-------- Text excerpt

2006-10-21 Thread Diez B. Roggisch
Colin J. Williams schrieb:
 George,
 
 Thanks to Dietz and yourself.
 
 Yes, I should have referenced the class, rather than the instance. 
 However, for methods, the docstring is revealed for an instance.
 
 Colin W.
 
 PS It would help if someone could explain the use of @apply in the 
 example Dietz gave.  The documentation gives no reference to @ or to 

The decorator semantics are simple:


@a
@b(argument)
def foo():
pass

get translated to

foo = a(b(argument)(foo))

as a decorator is nothing but function that is called with one thing, 
and returns something else. or the same thing, by the way.

Now apply was important back then before the *args and **keywordargs 
shortcuts where introduced.

It basically takes a function as first argument, and possibly a list 
and/or dict, and invokes the function with that argumens in place.

So

def foo(a):
print a

apply(foo, [10])

works as simple as

foo(10)


locals() is a built-in that returns a dictionary which contains all the 
locally known names.

And property is a descriptor-creation-function, that has this signature:

property(fget, fset, fdel, doc)

----------------

Given request A:
Copy out, in full, each line of the records below that contains the word "gray".

-------- Data to use

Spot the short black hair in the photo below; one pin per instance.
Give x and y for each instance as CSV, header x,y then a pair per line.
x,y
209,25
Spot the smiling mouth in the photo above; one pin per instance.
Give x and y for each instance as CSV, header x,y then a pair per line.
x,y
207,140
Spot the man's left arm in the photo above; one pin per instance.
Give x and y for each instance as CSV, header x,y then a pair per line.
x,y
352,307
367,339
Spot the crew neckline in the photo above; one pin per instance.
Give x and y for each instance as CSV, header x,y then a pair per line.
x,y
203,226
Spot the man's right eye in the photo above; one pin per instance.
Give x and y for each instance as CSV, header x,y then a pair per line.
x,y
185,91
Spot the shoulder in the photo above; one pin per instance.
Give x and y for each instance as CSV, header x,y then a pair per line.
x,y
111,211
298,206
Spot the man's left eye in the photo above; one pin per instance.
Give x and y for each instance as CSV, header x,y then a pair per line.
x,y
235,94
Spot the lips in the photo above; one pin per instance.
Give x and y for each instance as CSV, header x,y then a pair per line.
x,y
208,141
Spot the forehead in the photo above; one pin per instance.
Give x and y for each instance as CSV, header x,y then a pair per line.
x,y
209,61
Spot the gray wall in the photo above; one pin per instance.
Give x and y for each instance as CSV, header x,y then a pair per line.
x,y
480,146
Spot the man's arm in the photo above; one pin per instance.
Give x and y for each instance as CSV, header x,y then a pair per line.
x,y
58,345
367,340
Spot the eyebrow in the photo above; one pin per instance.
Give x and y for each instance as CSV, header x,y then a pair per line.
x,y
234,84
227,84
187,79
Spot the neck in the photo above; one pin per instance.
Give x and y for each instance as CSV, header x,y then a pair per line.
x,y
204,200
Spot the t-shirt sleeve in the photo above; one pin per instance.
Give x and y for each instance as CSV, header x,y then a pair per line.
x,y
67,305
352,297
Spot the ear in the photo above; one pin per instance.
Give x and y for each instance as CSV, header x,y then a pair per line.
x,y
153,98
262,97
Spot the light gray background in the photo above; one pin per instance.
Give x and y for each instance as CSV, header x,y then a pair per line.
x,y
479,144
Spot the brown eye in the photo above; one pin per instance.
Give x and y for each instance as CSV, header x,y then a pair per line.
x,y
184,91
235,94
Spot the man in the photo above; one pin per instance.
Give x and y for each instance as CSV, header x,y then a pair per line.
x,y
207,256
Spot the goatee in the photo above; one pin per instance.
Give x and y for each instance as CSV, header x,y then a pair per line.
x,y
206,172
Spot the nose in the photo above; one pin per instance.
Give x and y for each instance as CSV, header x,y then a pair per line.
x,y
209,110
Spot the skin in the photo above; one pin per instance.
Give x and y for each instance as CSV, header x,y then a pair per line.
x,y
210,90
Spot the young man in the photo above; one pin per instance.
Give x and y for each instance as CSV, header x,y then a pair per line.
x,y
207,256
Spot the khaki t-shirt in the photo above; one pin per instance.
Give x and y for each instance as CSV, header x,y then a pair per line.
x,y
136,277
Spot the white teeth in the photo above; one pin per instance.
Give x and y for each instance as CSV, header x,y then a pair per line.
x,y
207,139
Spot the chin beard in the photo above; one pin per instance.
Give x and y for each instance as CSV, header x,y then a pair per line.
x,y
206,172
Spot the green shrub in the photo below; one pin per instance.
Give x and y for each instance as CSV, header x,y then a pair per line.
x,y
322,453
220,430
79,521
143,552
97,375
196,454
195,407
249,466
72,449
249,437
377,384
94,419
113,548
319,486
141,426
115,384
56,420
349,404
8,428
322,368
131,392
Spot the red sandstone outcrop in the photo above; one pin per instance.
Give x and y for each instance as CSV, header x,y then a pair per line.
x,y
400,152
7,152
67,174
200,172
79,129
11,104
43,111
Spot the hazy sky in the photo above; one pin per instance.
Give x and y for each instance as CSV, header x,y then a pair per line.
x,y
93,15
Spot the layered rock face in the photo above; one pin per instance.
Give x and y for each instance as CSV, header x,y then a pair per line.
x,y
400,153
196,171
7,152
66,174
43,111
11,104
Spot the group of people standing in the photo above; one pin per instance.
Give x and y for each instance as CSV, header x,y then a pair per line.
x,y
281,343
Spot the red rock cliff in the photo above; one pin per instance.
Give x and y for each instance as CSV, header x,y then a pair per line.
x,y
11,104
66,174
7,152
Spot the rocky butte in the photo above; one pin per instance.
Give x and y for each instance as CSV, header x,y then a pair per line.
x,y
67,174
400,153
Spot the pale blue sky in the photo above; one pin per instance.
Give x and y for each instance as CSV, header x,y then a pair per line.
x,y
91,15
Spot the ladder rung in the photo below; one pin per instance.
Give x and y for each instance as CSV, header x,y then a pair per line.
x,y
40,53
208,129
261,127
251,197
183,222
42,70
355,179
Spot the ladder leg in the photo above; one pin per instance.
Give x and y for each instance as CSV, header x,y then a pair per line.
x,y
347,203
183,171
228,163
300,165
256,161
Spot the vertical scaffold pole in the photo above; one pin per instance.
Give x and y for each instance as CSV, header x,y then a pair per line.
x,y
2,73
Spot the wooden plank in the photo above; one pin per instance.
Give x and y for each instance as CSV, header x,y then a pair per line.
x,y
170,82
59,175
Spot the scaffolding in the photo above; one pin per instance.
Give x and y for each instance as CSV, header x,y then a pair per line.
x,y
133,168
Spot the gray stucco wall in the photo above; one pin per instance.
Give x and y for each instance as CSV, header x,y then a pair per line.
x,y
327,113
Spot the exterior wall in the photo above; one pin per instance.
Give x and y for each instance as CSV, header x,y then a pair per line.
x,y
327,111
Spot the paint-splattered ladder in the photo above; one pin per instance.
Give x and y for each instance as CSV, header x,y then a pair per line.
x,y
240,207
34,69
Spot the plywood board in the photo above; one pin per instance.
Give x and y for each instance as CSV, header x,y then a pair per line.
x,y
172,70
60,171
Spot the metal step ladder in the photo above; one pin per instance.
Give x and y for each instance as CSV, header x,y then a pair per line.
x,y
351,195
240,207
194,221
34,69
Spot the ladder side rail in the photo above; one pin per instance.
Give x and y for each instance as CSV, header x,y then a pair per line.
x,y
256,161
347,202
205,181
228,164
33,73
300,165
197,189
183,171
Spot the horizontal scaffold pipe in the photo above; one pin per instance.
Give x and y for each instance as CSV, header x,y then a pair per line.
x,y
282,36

----------------

Given request B:
Rewrite the part of the message about decorators that starts with "Thanks to Dietz" and goes on through "for an instance.", with "instance" replaced by "object" everywhere it occurs.

Correct response A:
Spot the gray wall in the photo above; one pin per instance.
Spot the light gray background in the photo above; one pin per instance.
Spot the gray stucco wall in the photo above; one pin per instance.

Correct response B:
Thanks to Dietz and yourself.
 
 Yes, I should have referenced the class, rather than the object. 
 However, for methods, the docstring is revealed for an object.